*Exercícios a realizar*.
A – De acordo com o trecho do documento, qual foi o tempo médio de duração das entrevistas?
B – Reescreva em forma de lista, mantendo os fatos principais, o parágrafo do trecho do documento que começa com "As entrevistas foram realizadas no formato on-line".

A coleta de dados qualitativos ocorreu de dezembro de 2021 a fevereiro de 2022. O objetivo desta etapa foi a busca por dados de natureza subjetiva que colaborassem na elucidação das relações entre a dor e o trabalho na pandemia. Assim, foram conduzidas entrevistas semiestruturadas individuais com uma amostra composta por 14 profissionais: médicos, nutricionista, enfermeiros, técnicos em Enfermagem e dentista. Os profissionais foram selecionados por meio de um sorteio aleatório simples com aqueles que participaram da etapa quantitativa. Portanto, caracterizou-se, na etapa qualitativa, um desdobramento da etapa quantitativa.

O número de participantes foi estabelecido por meio do critério de saturação teórica dos dados12. Portanto, as coletas interromperam-se com o alcance de 14 entrevistas, por se considerarem obtidos os resultados suficientes para esta etapa.

As entrevistas foram conduzidas a partir de um roteiro elaborado pelas pesquisadoras, abordando os tópicos: percepções sobre o trabalho durante a pandemia; fatores que favoreceram as experiências de dor e interface com o trabalho na pandemia. A investigação destes achados foi importante para constituir um banco de dados qualitativos cujo conteúdo possibilitasse o encontro de informações capazes de iluminar os achados quantitativos.

As entrevistas foram realizadas no formato on-line, conduzidas pela pesquisadora principal, com tempo médio de 35 minutos de duração. As falas foram gravadas e após, transcritas por uma equipe de transcritores do grupo de pesquisa da Universidade Federal de Santa Maria. Após as transcrições, foi realizada a dupla checagem e dupla conferência para a verificação de possíveis erros e fortalecimento da confiabilidade dos dados. A transcrição integral das entrevistas compôs o corpus qualitativo para a análise.

Os dados qualitativos foram submetidos à Análise Temática de Conteúdo e organizados por meio de três etapas: pré-análise, exploração do material e tratamento dos dados/interpretação13. A pré-análise corresponde ao primeiro momento, em que o pesquisador começa a ter contato com o material empírico13. A partir das gravações, foi realizada a transcrição rigorosa das falas como elas se apresentaram. Após, foi realizada uma leitura flutuante com o objetivo de se aprofundar no conteúdo. Após a leitura e a releitura do material, este foi refinado e organizado de acordo com a proposta da pesquisa. Ao finalizar essa etapa, foi possível organizar o conteúdo teórico de forma que ficassem destacados os depoimentos que iam ao encontro do objetivo do estudo. Os participantes foram identificados com as letras PS (“Profissional de Saúde”), seguida por um número cardinal aleatório.

[Entradas armazenadas]

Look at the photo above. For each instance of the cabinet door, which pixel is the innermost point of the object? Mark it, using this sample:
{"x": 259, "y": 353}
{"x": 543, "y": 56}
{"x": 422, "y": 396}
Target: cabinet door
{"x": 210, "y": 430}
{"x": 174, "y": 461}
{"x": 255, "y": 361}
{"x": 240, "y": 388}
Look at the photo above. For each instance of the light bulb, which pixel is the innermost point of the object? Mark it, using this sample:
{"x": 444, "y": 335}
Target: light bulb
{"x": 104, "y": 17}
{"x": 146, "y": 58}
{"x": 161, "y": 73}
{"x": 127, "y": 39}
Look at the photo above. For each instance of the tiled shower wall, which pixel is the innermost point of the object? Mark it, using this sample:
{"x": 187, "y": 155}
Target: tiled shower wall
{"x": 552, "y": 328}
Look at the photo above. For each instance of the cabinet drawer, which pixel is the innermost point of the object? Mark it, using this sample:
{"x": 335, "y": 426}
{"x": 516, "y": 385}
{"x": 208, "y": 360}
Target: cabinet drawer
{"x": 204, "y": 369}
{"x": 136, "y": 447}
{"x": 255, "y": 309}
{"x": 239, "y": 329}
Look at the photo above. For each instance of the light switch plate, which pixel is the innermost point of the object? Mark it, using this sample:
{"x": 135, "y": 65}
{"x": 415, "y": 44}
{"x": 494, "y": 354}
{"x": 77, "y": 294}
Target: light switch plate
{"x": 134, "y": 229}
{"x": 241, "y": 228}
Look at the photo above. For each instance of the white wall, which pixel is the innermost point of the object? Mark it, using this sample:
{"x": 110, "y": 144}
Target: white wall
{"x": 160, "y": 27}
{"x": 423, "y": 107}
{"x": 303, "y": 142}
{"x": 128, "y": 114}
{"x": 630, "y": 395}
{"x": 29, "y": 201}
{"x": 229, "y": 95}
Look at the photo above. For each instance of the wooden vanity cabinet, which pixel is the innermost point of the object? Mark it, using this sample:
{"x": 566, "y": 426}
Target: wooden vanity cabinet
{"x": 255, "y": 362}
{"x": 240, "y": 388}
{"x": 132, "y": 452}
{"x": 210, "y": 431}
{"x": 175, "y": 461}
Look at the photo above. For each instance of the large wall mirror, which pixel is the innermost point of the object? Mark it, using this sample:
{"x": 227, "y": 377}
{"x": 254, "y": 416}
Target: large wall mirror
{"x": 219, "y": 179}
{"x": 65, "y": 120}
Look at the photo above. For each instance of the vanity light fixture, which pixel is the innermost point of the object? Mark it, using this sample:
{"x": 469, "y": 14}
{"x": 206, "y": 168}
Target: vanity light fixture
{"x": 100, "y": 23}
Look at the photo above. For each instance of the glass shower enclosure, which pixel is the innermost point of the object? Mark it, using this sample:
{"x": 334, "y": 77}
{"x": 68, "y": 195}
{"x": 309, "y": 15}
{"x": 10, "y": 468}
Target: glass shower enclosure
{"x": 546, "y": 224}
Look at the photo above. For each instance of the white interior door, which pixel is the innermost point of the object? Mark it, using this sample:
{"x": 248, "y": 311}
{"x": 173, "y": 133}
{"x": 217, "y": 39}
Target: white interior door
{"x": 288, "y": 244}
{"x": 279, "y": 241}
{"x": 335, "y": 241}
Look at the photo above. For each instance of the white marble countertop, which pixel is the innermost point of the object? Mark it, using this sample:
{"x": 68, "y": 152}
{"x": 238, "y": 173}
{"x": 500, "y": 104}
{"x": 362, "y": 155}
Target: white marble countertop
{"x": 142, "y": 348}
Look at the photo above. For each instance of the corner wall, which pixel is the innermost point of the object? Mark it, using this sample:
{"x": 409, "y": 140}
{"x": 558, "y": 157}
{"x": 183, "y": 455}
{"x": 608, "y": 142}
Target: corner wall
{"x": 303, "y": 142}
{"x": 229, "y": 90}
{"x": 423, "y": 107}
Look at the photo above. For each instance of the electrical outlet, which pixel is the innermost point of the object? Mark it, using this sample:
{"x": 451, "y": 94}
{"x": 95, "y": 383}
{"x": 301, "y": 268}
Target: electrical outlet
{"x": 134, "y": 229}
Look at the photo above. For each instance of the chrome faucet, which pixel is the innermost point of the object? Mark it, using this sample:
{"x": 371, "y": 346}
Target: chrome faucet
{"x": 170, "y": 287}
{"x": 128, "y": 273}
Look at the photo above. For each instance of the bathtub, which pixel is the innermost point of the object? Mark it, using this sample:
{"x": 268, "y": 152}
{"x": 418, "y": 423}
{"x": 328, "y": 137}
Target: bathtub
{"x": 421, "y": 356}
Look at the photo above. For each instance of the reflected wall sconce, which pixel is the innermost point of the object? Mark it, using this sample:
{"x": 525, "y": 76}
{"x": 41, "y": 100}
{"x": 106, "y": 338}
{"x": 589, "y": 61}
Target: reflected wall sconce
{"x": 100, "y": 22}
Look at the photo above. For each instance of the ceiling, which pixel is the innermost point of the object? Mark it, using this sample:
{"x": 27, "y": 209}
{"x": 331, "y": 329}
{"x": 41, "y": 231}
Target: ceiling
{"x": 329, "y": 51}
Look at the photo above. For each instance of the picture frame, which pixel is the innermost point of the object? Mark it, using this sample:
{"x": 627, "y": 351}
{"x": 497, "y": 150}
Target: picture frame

*Respostas por tarefa*.
A – As entrevistas tiveram duração média de 35 minutos.

B –
- Entrevistas on-line, conduzidas pela pesquisadora principal, com duração média de 35 minutos.
- Falas gravadas e depois transcritas por uma equipe de transcritores do grupo de pesquisa da Universidade Federal de Santa Maria.
- Dupla checagem e dupla conferência das transcrições para verificar erros e fortalecer a confiabilidade dos dados.
- Transcrição integral das entrevistas usada como corpus qualitativo para a análise.